# Data supplied

+++

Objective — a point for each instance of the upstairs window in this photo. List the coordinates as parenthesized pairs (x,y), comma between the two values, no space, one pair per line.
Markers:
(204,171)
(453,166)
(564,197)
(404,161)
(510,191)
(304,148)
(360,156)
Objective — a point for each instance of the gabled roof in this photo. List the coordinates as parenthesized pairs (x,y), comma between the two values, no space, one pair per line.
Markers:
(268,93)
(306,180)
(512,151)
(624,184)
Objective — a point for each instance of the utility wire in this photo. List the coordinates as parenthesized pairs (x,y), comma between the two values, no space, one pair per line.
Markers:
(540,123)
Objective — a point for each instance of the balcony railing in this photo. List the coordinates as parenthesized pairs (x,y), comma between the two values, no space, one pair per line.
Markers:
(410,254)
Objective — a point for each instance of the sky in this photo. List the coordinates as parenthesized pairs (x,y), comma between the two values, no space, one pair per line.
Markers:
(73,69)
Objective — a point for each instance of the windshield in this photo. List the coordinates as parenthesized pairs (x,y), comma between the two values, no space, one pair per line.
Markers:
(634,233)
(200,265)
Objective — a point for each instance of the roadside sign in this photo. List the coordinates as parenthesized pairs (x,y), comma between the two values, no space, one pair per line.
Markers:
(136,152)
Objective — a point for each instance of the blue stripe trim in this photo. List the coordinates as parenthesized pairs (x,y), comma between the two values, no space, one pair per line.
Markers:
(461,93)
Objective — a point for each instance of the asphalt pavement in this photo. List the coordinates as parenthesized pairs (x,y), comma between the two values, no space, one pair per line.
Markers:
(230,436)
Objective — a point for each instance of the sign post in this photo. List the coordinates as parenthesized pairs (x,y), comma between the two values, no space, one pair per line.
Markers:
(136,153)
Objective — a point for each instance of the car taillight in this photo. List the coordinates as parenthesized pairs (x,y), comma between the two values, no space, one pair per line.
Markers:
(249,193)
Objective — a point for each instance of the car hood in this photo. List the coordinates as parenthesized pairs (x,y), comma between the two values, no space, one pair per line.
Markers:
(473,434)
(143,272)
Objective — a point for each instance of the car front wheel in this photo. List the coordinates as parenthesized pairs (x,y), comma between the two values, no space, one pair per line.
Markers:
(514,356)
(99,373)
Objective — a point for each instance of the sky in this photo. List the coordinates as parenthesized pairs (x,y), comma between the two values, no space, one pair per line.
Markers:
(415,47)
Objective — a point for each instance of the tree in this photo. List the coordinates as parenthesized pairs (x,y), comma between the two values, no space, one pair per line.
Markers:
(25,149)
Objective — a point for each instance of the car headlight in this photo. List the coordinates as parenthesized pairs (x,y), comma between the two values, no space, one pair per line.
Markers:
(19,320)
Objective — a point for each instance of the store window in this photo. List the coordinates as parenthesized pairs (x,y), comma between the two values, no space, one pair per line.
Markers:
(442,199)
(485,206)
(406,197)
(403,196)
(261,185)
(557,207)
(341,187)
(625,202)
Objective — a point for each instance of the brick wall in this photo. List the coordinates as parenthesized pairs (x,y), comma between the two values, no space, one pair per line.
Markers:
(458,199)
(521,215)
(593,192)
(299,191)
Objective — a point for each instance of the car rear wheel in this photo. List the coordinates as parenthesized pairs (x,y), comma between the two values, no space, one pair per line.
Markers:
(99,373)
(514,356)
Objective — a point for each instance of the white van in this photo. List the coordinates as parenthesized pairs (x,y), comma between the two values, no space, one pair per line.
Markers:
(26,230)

+++

# What is required
Print the complete listing again, exactly as it stands.

# Worked answer
Objective — a point for each instance of the upstairs window in this photo. List the coordinates as parenthesized pairs (x,y), comma between the two values, no space, one pair per line.
Markers:
(204,171)
(453,166)
(564,197)
(404,161)
(510,191)
(304,148)
(360,156)
Objective — a point for each instance of the gabled roof in this photo. List the coordinates as parenthesized pairs (x,y), comma between the two values, no space, one pair per line.
Markers:
(268,93)
(306,180)
(512,151)
(624,184)
Objective — a point for each instance of the utility wire in this photo. List the coordinates as parenthesized pairs (x,y), comma between the two values, no space, one pair per line.
Markers:
(540,123)
Objective — a point for each instance of the balcony railing in this photo. List the coordinates as parenthesized pairs (x,y), comma between the two values, no space, one pair per line.
Markers:
(410,254)
Objective — a point for each instance of the sky in this photo. List the coordinates as parenthesized pairs (x,y), comma between the two values, no space, one pair per line.
Markers:
(73,69)
Objective — a point for each instance of the windshield in this photo. List the coordinates as parenthesized pairs (x,y), comma between the two values, no space, one pair per line.
Markers:
(634,233)
(200,265)
Objective — a point for each instance of the roadside sign in this photo. List the coordinates as parenthesized pairs (x,y), comma between the two values, no space, one pair per line.
Markers:
(136,152)
Objective — a point for each instance of the blue stripe trim in this photo. List the coordinates as parenthesized pairs (x,y), comma between the two values, no space, one pair per line.
Markers:
(461,93)
Objective — a point for each instance of the asphalt pavement in this photo. List the coordinates as parenthesized pairs (x,y), comma between the two values, no space, one pair per line.
Markers:
(230,436)
Objective — a point for each instance of the sign post in this photo. List the coordinates as parenthesized pairs (x,y), comma between the two values, no space, one pair per line.
Markers:
(136,153)
Objective — a point for each instance of the car taillight in this photo. List the coordinates as parenthesized pairs (x,y), comma between the two values, no space, one pair per line.
Markers:
(249,193)
Objective — a point for each instance of the car hood in this photo. List the coordinates as parenthesized pairs (x,y), comma between the two values, no space, one pair per line.
Markers:
(473,434)
(143,272)
Objective — a point for each instance of the car front wheel in this photo. List the coordinates as parenthesized pairs (x,y), comma between the two values, no space, one pair per line.
Markers:
(514,356)
(99,373)
Objective — a point for each instance of the sky in this photo. List the coordinates as parenthesized pairs (x,y), comma between the two values, no space, one pair per line.
Markers:
(415,47)
Objective — a point for each instance of the tree in this photo. List the coordinates as parenthesized pairs (x,y), comma between the two values, no space, one pair per line.
Markers:
(25,149)
Objective — a point for each instance of the car headlight in this photo. List the coordinates as parenthesized pairs (x,y), comma between the two values, no space, one pair per line.
Markers:
(19,320)
Objective — a point for each instance of the store window in this photo. List the coordinates as parenthesized pairs (x,y), comma between the two values, no space, one pair per line.
Markers:
(442,199)
(485,206)
(406,197)
(403,196)
(261,185)
(557,207)
(341,187)
(625,202)
Objective — a point for each instance of the brick wall in this photo. List the coordinates as parenthesized pairs (x,y), comma between the two values, no space, one pair per line.
Markers:
(458,199)
(521,215)
(593,192)
(299,191)
Objective — a point for each instance of the car rear wheel in this photo. List the coordinates as parenthesized pairs (x,y), comma between the two values, no space, one pair per line.
Markers:
(99,373)
(514,356)
Objective — a point for each instance of the white van in this photo. List the coordinates as parenthesized pairs (x,y), comma between the two values, no space, one pair per line.
Markers:
(26,230)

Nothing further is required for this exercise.